_Material shown_.
——
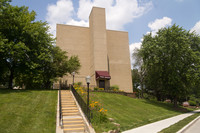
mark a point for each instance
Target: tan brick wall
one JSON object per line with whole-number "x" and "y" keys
{"x": 119, "y": 60}
{"x": 98, "y": 50}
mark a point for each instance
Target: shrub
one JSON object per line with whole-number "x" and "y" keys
{"x": 192, "y": 103}
{"x": 101, "y": 89}
{"x": 96, "y": 88}
{"x": 114, "y": 88}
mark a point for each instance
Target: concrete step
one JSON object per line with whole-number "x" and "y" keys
{"x": 73, "y": 119}
{"x": 69, "y": 108}
{"x": 74, "y": 130}
{"x": 69, "y": 111}
{"x": 74, "y": 125}
{"x": 72, "y": 122}
{"x": 69, "y": 105}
——
_Exercise_. Replace "instance" with "occurrence" everywhere it appears in the items above and return them otherwise unchanged, omitting the pictures.

_Complete answer_.
mark a point for each occurrence
Target: tan brick wall
one JSON object per line with whole-number "x" and "y" keys
{"x": 119, "y": 60}
{"x": 98, "y": 50}
mark a point for each occurrence
Target: shrub
one JSON object per line with whole-number "x" and "y" keys
{"x": 192, "y": 103}
{"x": 101, "y": 89}
{"x": 96, "y": 88}
{"x": 114, "y": 88}
mark a point for each occurrence
Target: concrete step
one JSON object per line with whole-number "x" and "y" keys
{"x": 73, "y": 119}
{"x": 69, "y": 108}
{"x": 74, "y": 130}
{"x": 69, "y": 111}
{"x": 74, "y": 125}
{"x": 72, "y": 122}
{"x": 69, "y": 105}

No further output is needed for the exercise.